• _ASSIGNMENT_:
Except for the images, repeat the entries below word for word.

• _RECORDS PROVIDED_:

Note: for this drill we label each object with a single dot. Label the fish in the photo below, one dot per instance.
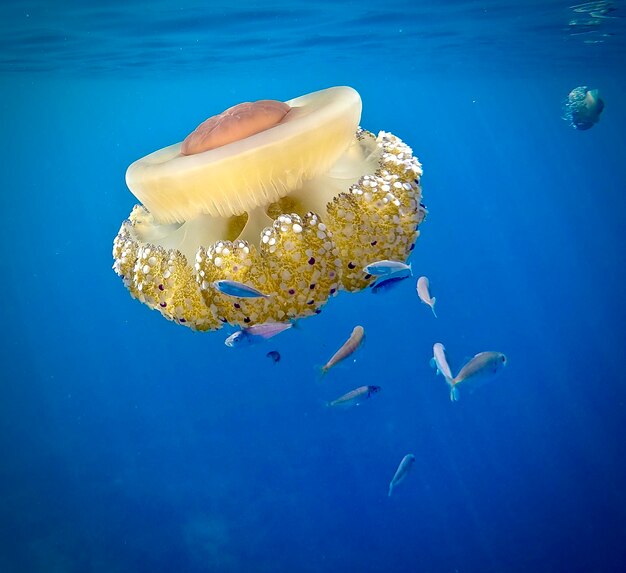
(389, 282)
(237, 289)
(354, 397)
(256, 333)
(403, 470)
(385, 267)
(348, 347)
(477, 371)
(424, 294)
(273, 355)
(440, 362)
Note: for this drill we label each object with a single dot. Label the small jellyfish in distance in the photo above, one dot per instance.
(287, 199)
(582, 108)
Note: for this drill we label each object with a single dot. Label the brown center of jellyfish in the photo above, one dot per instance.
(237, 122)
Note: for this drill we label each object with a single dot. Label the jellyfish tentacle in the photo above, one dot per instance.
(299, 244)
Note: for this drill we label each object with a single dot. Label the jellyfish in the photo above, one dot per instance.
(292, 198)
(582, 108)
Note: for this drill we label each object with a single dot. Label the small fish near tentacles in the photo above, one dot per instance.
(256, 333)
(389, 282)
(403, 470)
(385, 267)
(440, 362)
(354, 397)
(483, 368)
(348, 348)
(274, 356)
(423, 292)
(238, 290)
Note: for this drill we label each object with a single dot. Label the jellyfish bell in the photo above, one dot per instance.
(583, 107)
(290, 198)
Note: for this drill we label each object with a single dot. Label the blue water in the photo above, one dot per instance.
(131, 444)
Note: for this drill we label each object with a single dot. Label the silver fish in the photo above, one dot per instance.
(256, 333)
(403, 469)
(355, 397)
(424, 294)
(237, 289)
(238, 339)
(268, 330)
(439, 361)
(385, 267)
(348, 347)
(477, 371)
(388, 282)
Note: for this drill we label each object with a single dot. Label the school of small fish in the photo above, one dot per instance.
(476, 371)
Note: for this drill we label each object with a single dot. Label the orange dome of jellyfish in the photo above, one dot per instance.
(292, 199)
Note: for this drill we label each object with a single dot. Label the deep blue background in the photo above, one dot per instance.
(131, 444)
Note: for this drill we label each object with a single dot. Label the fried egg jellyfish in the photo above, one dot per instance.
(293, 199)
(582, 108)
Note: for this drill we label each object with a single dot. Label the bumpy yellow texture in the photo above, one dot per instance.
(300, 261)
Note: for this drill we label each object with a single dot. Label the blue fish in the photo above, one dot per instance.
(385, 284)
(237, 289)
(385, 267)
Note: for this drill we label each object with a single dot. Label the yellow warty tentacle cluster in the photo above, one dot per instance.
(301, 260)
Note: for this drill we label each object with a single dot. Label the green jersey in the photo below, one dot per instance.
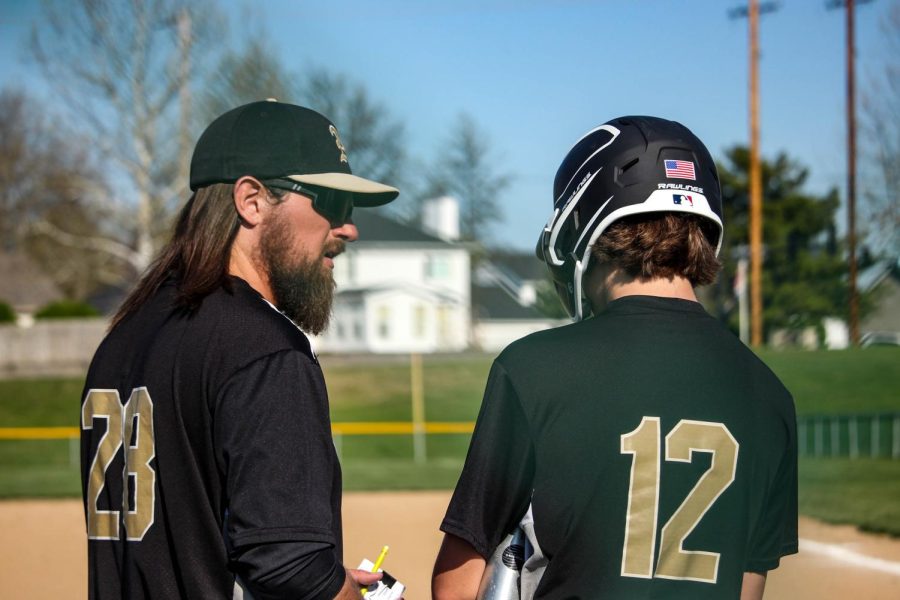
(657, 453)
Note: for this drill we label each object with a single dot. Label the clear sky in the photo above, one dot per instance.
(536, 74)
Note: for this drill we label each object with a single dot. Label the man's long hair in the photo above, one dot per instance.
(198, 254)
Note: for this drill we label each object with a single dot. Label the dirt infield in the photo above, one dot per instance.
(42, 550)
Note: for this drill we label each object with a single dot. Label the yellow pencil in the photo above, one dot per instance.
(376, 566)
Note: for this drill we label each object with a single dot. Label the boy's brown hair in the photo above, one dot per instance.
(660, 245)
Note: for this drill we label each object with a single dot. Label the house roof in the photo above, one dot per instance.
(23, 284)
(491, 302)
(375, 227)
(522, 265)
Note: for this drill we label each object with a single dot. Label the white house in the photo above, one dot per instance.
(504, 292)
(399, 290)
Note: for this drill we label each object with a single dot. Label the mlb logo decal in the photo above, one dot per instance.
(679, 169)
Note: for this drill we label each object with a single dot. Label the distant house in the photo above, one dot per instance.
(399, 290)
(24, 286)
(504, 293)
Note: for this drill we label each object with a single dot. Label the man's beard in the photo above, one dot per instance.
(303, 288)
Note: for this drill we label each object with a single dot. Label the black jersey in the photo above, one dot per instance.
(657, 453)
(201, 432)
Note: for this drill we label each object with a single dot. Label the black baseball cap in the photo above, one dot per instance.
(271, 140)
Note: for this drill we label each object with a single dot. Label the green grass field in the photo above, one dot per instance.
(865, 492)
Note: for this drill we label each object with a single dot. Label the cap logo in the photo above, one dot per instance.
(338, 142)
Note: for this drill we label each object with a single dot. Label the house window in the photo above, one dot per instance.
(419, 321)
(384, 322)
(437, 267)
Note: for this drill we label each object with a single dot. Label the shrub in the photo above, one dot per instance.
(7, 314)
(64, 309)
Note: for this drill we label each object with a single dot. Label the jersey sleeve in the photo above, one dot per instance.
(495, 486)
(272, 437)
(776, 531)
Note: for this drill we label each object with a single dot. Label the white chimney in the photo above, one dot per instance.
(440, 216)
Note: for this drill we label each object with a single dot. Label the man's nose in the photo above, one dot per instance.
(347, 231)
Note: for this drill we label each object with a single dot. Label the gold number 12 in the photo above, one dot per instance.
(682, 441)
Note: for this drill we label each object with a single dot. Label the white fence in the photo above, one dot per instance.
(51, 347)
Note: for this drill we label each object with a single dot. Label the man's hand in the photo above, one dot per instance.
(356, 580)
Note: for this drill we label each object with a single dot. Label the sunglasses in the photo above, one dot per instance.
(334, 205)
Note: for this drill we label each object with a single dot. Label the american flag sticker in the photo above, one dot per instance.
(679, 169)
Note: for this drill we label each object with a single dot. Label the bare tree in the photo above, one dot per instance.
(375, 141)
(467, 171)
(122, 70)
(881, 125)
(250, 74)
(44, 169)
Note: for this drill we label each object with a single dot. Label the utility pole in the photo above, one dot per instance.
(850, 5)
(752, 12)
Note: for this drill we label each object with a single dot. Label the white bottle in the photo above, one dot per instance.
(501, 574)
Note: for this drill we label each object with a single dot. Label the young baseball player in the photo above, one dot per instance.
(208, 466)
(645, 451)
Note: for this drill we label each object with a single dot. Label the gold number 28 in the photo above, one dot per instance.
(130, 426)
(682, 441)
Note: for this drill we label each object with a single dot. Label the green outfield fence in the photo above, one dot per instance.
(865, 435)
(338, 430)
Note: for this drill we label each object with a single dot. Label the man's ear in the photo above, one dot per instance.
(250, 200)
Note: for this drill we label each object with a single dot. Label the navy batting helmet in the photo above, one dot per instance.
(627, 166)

• _THE COMPLETED TASK_:
Note: for this drill we label each object with a single dot. Label the fish in the photo below, one dot per instance.
(389, 282)
(237, 289)
(354, 397)
(256, 333)
(403, 470)
(385, 267)
(348, 347)
(477, 371)
(424, 294)
(273, 355)
(440, 362)
Note: for this drill we label each object with a single dot. Label the small jellyfish in distance in the photo above, one dot per instance.
(287, 199)
(582, 108)
Note: for this drill we label each object with a single dot. Label the brown center of jellyfish in the photo above, one dot per instance.
(237, 122)
Note: for this drill we label each object with a single dot. Label the jellyfish tentacle in the photo above, one dot per instance.
(299, 244)
Note: for this drill we label each object with a single dot. Label the jellyfish in the photo above, one dot per instance.
(292, 198)
(582, 108)
Note: for this drill we label each object with a single dot. Label the small fish near tentacles in the photo above, one dot per instance.
(256, 333)
(389, 282)
(403, 470)
(385, 267)
(440, 362)
(354, 397)
(483, 368)
(348, 348)
(274, 356)
(423, 292)
(238, 290)
Note: for this drill we label each object with a single dot. Label the jellyfish bell in the photo above, one dot per instance.
(583, 107)
(290, 198)
Note: for this drill we label each object with a single dot. Label the blue water in the photo above, one dot per instance.
(131, 444)
Note: for this drill we label each object with a single dot. Label the silver fish in the photo above, one dot per instance.
(256, 333)
(403, 469)
(355, 397)
(424, 294)
(237, 289)
(238, 339)
(268, 330)
(439, 361)
(385, 267)
(348, 347)
(477, 371)
(388, 282)
Note: for this drill we label each object with a single dot. Label the school of small fish in the photo above, one dot per instance.
(476, 371)
Note: for this drill we label each object with a single dot. Label the orange dome of jellyfish in the photo above, one dot per instance.
(292, 199)
Note: for this drill we label each object with a single dot. Label the deep blue background in the photo above, one dot per instance.
(131, 444)
Note: for this drill we label each object with a single dot. Label the fried egg jellyfish in the photo above, one dot per instance.
(293, 199)
(582, 108)
Note: for this drill we label each object with a single dot. Label the bumpy yellow texture in the photo above, one dot per instance.
(300, 261)
Note: for this drill we label each object with a single dot. Label the blue fish in the photo above, one dot per instance.
(385, 284)
(237, 289)
(385, 267)
Note: for this drill we label each object with a single dot. Label the yellow warty tentacle cluster in the photo above, one dot per instance.
(301, 260)
Note: for this drill we label each object with a single dot. Label the green jersey in the photo below, one dot per instance.
(657, 453)
Note: for this drill we label each object with a single dot. Label the clear sky in the photo above, one dot per instance.
(536, 74)
Note: for this drill we label each object with a single dot. Label the man's long hair in the photo above, one dot per instance.
(198, 254)
Note: for this drill we label each object with a single dot. Label the dirt infield in the photo above, one dot per instance.
(42, 550)
Note: for this drill we label each object with a single dot. Label the yellow pencil in the photo above, one dot per instance.
(376, 566)
Note: for this drill we label each object with a single dot. Label the boy's brown hair in the photo above, one dot per instance.
(660, 245)
Note: for this drill we label each object with a single dot. Label the house roof in the photo above, one dot per instance.
(23, 284)
(491, 302)
(375, 227)
(522, 265)
Note: for this drill we label each object with a single dot. Label the white house in the photo above, one dot per instance.
(504, 292)
(399, 290)
Note: for this drill we label each object with a single dot. Label the mlb logo decal in the photo above, one dot per instance.
(679, 169)
Note: for this drill we label each object with a single dot. Label the distant house in the photo above, one dot per instance.
(399, 290)
(24, 286)
(504, 293)
Note: for this drill we label each object with a single dot. Label the man's beard in the photo above, one dot per instance.
(303, 288)
Note: for this drill we label each object with a single dot. Label the black jersey in the photo above, one dot per instance.
(657, 453)
(201, 432)
Note: for this drill we label each object with a single dot. Label the black baseball cap in the photo above, one dot per instance.
(271, 140)
Note: for this drill we label each object with a single dot. Label the green grass field in the photo above, one dot per instance.
(865, 492)
Note: for this drill we label each object with a single dot. Label the cap logo in the photo above, one dot per instance.
(338, 142)
Note: for this drill we label each object with a single dot. Label the house window in the photo above, one dot per instance.
(419, 321)
(384, 322)
(437, 267)
Note: for this drill we label each object with a single dot. Label the shrub in the photo above, one dot per instance.
(7, 314)
(64, 309)
Note: for this drill we label each object with a single dot. Label the jersey sleeve in the photo above, one dot per instance.
(495, 486)
(272, 437)
(776, 531)
Note: for this drill we label each object with a single dot. Label the white chimney in the photo above, one dot per instance.
(440, 216)
Note: for this drill we label each object with a single dot. Label the man's nose in the photo above, one dot per instance.
(347, 231)
Note: for this drill we label each object with a single dot. Label the gold number 12 in the photo above, one dot per instance.
(682, 441)
Note: for this drill we label each object with a single dot. Label the white fence in the photo above, one dot per instance.
(51, 347)
Note: for this drill we label each object with a single dot. Label the man's hand in the photo above, one dot per instance.
(356, 580)
Note: for this drill we label each object with a single dot. Label the sunglasses in the photo above, one dot per instance.
(334, 205)
Note: for this drill we label each object with a single dot. Label the american flag sticker in the photo above, one dot per instance.
(679, 169)
Note: for this drill we label each object with a single dot. Label the bare tree in the photo above, one dot per instance.
(375, 141)
(467, 171)
(122, 70)
(881, 125)
(250, 74)
(44, 169)
Note: for this drill we label each object with a single dot. Label the utility pole in the photo above, one dot per instance.
(850, 5)
(752, 12)
Note: for this drill we label each object with a single dot. Label the white bottle in the photo above, one dot per instance.
(501, 574)
Note: for this drill we label each object with a single dot. Label the young baseball player in the photo above, one dot per instance.
(208, 466)
(645, 451)
Note: for this drill we label each object with a single dot. Label the gold number 28 in the photo above, one dot per instance.
(130, 426)
(682, 441)
Note: for this drill we label each object with a single dot. Label the green outfield fence in the photo above, one dot per instance.
(865, 435)
(338, 430)
Note: for this drill we label each object with a single dot. Label the man's ear in the photo above, one dot per instance.
(250, 200)
Note: for this drill we label each object with a single dot. Label the navy batting helmet in the photo above, one dot per instance.
(627, 166)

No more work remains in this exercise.